*STUDY QUESTIONS*
a) Copy the OUTober article word for word from "Presented in the" to "within the community.".
b) In the OUTober article, what aspects of a person's life do the legs of the coming-out star represent?

*SOURCE PASSAGE*
Cerritos College celebrates OUTober

Cerritos College’s LGBTQ+ program hosts allyship workshop in participation of the OUTober event series, exploring facets such as gender, gender expression and sexuality.
The LGBTQ+ ally progress logo.
The LGBTQ+ ally progress logo.
Antonio Lavermon

Amidst contemporary challenges such as anti-LGBTQ legislation and unique obstacles the community faces, allyship becomes an important tool in building a more inclusive and supportive society.

In building a more inclusive and supportive campus, Cerritos Colleges’ LGBTQ+ program hosted an allyship workshop on Oct. 18 as a part of the OUTober event series, in honor of LGBTQ History Month and the importance of Halloween in queer history.

Presented in the Living Learning Center at 11:30 a.m., the event featured activity and emphasized the importance of understanding facets beyond sexual orientation, such as gender, gender expression, and intersectional experiences within the community.

“I feel that in order to fully understand or have a greater appreciation for the intersectional experiences that are out there, we need to be going deeper,” shared Antonio “Nío” Lavermon, event speaker and LGBTQ+ Program Facilitator and Liason.

Lavermon continued by saying that in a world that consistently changes, allyship too must shift to remain inclusive of all identities the community can be host to.

Paying careful attention to language, correct terminology and diction, Lavermon explored the four facets first by definition, then through stories as examples to illustrate the concepts.

The four facets of identity include; sex, which is used in a biological sense; gender, which refers to one’s sense of identity; expression, which entails behaviors, interactions and wardrobe; and sexuality, referring to one’s sexual orientation and/or identity.

Contenders were encouraged to at any point share personal stories of their own. Many of them were community members sharing stories similar to those highlighted in the workshop, illuminating how such disadvantages can impact those we walk by on campus.

To better illustrate many of such struggles faced by LGBTQ individuals, attendants were invited to participate in a coming-out star activity.

The individual’s first name was written in the center of a colored star, with each leg representing different aspects of a person’s life including family, friends, career, community and dreams.

Stored records
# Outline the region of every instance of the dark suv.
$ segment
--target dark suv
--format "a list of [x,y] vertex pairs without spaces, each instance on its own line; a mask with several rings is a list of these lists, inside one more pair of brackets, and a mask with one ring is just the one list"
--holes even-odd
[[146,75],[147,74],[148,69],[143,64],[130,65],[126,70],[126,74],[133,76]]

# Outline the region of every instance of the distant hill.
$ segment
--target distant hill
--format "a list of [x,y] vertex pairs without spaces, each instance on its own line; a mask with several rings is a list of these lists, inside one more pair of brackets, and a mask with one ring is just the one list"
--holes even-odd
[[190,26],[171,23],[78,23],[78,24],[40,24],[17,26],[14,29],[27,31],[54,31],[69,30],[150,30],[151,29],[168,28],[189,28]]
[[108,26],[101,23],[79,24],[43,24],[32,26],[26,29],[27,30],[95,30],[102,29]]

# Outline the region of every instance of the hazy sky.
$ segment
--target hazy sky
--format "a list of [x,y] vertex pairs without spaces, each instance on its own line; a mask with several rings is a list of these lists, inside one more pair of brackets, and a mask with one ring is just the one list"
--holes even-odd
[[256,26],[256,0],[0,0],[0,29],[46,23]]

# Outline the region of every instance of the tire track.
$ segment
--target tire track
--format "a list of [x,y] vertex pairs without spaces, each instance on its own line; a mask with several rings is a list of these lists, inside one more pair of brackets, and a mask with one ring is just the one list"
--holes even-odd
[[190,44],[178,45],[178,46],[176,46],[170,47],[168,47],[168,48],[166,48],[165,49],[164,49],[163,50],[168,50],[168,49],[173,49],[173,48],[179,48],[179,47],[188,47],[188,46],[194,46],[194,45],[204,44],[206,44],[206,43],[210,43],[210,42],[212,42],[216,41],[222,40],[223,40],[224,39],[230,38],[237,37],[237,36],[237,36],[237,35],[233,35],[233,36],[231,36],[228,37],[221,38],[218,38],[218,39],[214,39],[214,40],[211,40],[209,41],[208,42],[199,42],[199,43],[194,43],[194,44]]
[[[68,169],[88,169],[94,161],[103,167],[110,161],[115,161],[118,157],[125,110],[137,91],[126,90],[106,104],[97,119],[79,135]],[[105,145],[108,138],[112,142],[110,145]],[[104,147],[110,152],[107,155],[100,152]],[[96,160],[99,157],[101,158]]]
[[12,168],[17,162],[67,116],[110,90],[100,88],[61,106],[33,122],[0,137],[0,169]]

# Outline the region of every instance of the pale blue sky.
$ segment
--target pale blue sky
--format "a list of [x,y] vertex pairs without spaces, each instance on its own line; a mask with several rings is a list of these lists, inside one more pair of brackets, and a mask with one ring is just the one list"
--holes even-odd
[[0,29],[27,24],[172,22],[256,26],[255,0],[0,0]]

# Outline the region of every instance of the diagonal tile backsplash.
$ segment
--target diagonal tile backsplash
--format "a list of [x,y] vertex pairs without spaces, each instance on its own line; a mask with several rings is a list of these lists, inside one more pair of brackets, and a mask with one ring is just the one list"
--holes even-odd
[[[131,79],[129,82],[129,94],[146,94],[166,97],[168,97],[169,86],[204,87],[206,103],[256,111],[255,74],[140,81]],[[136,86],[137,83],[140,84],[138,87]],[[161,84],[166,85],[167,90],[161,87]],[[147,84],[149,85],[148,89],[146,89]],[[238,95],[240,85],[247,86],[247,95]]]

*ANSWER LIST*
a)
Presented in the Living Learning Center at 11:30 a.m., the event featured activity and emphasized the importance of understanding facets beyond sexual orientation, such as gender, gender expression, and intersectional experiences within the community.

b) Family, friends, career, community and dreams.